练习: 从记录的开头起，到含有“406], [871, 392]]”的那一行止，请逐字抄写这些行，首尾两行都要包括在内。

数据集记录:
***

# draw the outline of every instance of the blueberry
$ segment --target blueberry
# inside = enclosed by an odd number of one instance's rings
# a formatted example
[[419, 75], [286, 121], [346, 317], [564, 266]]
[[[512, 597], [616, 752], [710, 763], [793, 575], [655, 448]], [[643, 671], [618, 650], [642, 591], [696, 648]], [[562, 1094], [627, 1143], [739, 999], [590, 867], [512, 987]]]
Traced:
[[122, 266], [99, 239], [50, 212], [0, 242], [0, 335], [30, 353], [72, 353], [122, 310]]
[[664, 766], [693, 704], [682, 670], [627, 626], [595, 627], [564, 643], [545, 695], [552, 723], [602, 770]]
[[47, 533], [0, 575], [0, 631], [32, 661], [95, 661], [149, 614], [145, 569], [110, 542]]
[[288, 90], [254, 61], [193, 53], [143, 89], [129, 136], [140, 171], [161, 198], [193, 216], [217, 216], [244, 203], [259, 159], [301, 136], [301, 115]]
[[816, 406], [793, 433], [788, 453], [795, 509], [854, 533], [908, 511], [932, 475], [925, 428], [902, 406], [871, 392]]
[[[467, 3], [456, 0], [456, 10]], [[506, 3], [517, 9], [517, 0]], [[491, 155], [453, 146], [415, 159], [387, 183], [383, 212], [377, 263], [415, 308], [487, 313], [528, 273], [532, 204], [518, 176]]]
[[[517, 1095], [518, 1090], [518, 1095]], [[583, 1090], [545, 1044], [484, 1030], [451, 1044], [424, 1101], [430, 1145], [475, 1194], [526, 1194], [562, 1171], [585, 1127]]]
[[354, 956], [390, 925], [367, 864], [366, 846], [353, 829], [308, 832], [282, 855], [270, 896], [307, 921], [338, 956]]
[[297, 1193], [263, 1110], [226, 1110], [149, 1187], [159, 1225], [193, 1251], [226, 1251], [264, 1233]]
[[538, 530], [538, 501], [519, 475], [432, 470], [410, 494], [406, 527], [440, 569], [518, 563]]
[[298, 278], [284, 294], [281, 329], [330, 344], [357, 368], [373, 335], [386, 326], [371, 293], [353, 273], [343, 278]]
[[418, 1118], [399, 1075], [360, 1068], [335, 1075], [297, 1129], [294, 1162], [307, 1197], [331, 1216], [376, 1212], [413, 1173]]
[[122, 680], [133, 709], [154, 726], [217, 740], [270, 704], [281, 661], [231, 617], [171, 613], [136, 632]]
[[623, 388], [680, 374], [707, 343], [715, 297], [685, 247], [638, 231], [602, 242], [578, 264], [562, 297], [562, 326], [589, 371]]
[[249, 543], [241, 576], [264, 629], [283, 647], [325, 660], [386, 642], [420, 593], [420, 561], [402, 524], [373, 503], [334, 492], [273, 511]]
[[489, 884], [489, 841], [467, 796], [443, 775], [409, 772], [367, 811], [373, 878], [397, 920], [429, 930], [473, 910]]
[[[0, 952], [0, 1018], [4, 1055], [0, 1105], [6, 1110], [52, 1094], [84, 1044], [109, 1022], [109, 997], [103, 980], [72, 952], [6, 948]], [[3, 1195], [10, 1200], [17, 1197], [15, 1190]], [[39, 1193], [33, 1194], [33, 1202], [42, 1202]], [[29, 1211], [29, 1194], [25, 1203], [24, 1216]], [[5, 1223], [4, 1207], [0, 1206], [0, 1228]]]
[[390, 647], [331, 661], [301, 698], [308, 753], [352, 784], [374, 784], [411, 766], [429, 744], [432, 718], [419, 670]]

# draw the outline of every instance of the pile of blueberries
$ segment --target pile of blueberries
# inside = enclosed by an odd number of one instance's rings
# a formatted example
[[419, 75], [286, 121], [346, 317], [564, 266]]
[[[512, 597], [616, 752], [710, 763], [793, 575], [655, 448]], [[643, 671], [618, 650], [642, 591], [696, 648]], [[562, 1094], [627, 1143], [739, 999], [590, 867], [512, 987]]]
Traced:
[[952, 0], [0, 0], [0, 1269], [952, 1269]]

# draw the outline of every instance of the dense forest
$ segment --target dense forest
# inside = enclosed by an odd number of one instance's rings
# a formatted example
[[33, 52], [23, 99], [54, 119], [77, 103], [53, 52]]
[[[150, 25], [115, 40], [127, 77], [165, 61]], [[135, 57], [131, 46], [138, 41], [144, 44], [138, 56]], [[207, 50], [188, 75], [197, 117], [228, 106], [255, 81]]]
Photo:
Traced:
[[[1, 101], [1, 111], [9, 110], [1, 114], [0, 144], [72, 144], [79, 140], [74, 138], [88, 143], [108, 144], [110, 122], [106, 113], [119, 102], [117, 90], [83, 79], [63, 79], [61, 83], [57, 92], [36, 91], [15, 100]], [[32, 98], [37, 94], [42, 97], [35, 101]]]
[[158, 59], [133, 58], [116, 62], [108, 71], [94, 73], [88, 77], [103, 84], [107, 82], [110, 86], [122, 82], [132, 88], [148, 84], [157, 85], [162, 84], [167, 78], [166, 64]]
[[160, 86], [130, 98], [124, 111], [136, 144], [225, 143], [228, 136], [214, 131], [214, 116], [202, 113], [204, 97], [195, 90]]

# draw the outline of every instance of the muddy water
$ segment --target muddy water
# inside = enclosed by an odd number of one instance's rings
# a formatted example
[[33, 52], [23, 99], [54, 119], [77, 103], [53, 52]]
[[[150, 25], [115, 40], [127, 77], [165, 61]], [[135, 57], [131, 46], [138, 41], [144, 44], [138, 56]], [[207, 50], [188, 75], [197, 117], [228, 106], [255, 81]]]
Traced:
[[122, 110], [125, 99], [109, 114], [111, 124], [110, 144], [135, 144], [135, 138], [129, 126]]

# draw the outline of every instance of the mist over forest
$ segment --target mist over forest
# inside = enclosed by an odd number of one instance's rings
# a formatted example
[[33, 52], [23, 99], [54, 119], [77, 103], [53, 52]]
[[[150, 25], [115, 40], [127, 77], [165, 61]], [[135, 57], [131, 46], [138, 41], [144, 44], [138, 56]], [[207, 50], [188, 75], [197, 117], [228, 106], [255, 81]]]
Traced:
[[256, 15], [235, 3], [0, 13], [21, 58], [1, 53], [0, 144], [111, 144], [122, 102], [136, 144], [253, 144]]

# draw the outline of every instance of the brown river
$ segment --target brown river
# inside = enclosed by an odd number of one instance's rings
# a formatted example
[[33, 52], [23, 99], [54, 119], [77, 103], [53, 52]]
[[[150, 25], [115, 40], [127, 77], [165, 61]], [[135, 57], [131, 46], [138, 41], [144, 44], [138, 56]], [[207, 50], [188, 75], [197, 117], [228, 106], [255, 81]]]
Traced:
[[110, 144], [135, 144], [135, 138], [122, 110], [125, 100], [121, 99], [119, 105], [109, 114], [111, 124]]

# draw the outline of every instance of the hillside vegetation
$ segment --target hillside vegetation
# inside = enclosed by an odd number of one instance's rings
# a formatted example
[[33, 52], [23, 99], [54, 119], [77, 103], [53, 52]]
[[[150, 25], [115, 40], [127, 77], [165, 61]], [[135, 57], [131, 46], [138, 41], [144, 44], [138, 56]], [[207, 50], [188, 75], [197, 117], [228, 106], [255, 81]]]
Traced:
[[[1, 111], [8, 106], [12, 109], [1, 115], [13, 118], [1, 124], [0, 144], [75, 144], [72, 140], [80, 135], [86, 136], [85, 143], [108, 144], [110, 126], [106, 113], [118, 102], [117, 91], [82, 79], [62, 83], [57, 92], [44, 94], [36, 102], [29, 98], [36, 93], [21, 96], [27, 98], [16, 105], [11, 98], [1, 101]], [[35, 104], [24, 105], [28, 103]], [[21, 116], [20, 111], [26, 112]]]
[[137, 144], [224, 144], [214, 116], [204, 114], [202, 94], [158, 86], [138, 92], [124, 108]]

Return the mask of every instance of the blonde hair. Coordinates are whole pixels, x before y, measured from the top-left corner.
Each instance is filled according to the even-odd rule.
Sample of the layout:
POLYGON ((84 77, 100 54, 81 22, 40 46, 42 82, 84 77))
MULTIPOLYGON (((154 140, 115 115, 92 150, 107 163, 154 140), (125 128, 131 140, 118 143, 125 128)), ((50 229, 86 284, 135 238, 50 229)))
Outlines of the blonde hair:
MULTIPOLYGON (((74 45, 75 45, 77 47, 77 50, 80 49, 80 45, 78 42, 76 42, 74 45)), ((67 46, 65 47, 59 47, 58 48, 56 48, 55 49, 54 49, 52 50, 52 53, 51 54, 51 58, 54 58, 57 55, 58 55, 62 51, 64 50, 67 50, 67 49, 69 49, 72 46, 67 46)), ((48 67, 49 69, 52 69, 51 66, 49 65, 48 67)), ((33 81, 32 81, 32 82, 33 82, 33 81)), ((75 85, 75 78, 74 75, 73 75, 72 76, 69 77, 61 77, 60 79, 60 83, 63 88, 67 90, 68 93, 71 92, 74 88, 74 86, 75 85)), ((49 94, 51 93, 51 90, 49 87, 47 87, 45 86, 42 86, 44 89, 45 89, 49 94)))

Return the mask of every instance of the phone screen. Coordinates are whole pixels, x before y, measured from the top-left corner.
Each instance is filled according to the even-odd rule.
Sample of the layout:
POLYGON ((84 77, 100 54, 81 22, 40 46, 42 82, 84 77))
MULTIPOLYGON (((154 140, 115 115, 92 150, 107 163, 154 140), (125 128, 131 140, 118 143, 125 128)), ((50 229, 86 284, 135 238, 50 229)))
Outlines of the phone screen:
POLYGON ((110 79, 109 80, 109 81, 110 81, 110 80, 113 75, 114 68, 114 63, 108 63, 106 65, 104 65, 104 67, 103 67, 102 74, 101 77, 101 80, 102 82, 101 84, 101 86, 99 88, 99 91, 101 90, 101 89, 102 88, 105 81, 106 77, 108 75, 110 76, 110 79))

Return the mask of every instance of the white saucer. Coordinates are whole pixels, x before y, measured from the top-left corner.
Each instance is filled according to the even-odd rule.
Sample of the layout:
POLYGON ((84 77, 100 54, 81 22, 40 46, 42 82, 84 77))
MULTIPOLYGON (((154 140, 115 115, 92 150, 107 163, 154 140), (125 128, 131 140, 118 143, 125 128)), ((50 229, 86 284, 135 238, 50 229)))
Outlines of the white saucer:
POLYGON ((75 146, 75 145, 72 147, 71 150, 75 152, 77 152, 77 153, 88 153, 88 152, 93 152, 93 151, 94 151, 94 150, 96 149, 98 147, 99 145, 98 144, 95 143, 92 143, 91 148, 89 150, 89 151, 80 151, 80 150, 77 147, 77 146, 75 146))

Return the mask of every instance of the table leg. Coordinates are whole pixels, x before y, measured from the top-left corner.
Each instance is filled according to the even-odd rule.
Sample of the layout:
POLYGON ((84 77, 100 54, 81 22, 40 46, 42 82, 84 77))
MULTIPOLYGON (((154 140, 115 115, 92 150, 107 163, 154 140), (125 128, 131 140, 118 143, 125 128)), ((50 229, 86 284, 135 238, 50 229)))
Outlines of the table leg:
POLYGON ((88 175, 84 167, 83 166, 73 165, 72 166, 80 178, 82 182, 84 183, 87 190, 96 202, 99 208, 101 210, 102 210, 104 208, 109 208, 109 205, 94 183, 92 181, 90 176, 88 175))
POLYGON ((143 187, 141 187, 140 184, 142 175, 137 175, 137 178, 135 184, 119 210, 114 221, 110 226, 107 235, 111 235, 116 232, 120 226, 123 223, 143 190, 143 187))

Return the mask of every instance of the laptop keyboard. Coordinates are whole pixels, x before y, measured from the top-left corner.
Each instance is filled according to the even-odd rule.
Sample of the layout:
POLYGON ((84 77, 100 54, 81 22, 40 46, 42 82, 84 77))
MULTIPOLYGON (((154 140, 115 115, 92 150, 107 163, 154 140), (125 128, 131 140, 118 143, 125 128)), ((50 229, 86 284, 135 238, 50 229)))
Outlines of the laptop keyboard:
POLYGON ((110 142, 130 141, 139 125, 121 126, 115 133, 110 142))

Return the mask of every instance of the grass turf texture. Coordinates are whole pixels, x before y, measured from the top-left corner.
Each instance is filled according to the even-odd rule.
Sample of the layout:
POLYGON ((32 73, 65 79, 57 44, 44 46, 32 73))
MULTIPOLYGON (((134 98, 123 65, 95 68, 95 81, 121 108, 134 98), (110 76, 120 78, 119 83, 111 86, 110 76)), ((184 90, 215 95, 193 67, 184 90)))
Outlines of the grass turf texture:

***

参考答案:
# draw the outline of every instance of the blueberry
$ segment --target blueberry
# inside = enclosed by an odd number of one instance's rings
# a formatted example
[[419, 75], [286, 121], [346, 317], [564, 266]]
[[[512, 597], [616, 752], [710, 763], [793, 575], [655, 448]], [[643, 671], [618, 650], [642, 591], [696, 648]], [[562, 1094], [627, 1143], [739, 999], [590, 867], [512, 987]]]
Traced:
[[122, 266], [99, 239], [50, 212], [0, 242], [0, 335], [30, 353], [72, 353], [122, 310]]
[[664, 766], [693, 704], [682, 670], [627, 626], [595, 627], [564, 643], [545, 695], [552, 723], [602, 770]]
[[47, 533], [0, 575], [0, 631], [32, 661], [95, 661], [149, 614], [145, 569], [110, 542]]
[[288, 90], [254, 61], [193, 53], [143, 89], [129, 136], [140, 171], [161, 198], [193, 216], [217, 216], [244, 203], [259, 159], [301, 136], [301, 115]]
[[816, 406], [793, 433], [788, 453], [795, 509], [854, 533], [908, 511], [932, 475], [925, 428], [902, 406], [871, 392]]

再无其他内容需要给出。